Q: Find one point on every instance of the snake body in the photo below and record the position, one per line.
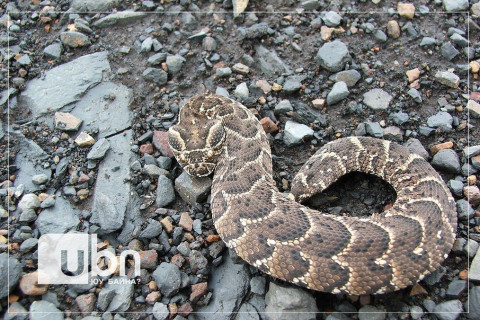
(384, 252)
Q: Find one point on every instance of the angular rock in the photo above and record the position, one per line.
(282, 301)
(296, 133)
(192, 189)
(333, 56)
(64, 84)
(377, 99)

※

Write out every row above again word for word, leaving out the pictures.

Q: Find one point on every instance of the snake body in the photo below and record the position, one per line.
(384, 252)
Q: Find one point on every instance of the angular rock in the photo above and record the position, one per line.
(282, 301)
(296, 133)
(192, 189)
(333, 56)
(64, 84)
(377, 99)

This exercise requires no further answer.